Exercise objective: Pull out every line in the entries below that contains the string "Provide". Case counts.

━━ Records for this exercise ━━

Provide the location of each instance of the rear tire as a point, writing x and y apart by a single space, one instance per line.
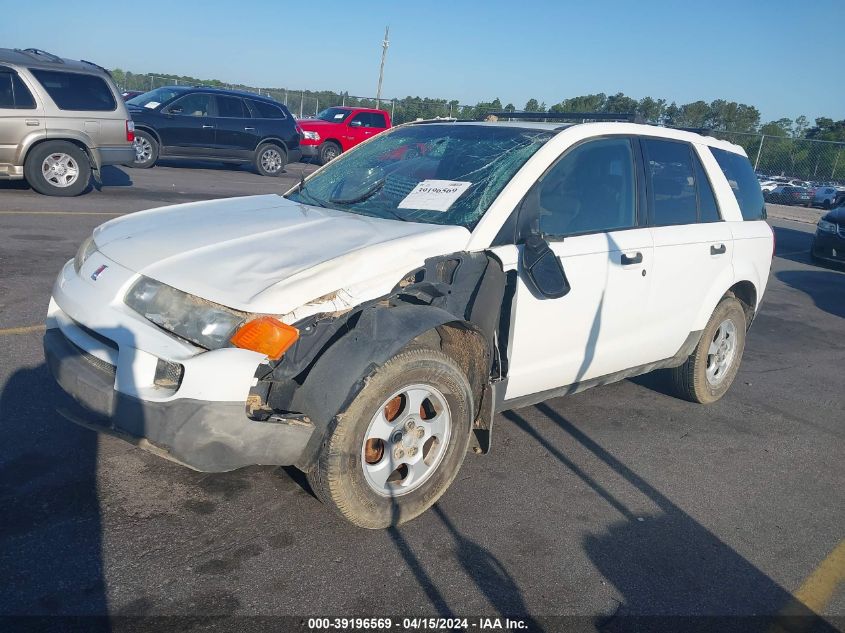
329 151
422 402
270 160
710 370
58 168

━━━
━━ Records for this exercise ━━

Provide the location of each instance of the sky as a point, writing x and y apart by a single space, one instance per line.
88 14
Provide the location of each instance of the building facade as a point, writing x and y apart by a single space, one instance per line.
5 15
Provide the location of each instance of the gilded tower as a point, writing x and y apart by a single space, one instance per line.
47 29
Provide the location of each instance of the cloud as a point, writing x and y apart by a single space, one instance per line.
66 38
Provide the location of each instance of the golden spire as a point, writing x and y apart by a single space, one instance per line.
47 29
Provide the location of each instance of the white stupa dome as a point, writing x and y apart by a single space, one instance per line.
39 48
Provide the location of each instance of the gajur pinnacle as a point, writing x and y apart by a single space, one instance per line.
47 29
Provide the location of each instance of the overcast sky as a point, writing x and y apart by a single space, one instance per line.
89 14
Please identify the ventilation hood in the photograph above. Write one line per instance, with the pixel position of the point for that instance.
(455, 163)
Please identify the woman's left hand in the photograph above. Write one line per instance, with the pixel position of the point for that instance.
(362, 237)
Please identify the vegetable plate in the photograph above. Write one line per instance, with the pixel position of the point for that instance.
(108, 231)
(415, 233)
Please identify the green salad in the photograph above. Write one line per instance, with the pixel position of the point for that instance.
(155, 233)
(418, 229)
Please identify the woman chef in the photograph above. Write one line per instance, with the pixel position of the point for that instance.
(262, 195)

━━━
━━ Records for this exercise ━━

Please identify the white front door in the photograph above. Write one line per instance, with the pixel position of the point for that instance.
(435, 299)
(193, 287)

━━━

Written answer:
Provide the location of each instance of the rear tire as a point, writing x and y apart by a single space, one instance per line.
Provide the location of each instance of the sky as a point, writing x and y apart by a single space, one instance per line.
Provide the location of each instance of the building facade as a point, writing x and y apart by a single space, one instance per line.
Provide the location of each instance of the gilded tower as a point, writing x and y apart by a single space, one instance per line.
Provide the location of each instance of the cloud as a point, writing x and y apart by a single space, one instance per line.
Provide the location of each instance of the golden spire as a point, writing x and y apart by a single space, one instance per line.
Provide the location of each instance of the white stupa dome as a point, writing x and y apart by a single space, one instance per line.
Provide the location of each instance of the gajur pinnacle as a point, writing x and y apart by a single space, one instance per line.
Provide the location of each instance of the overcast sky as a point, writing x and y apart by a single space, one instance per line.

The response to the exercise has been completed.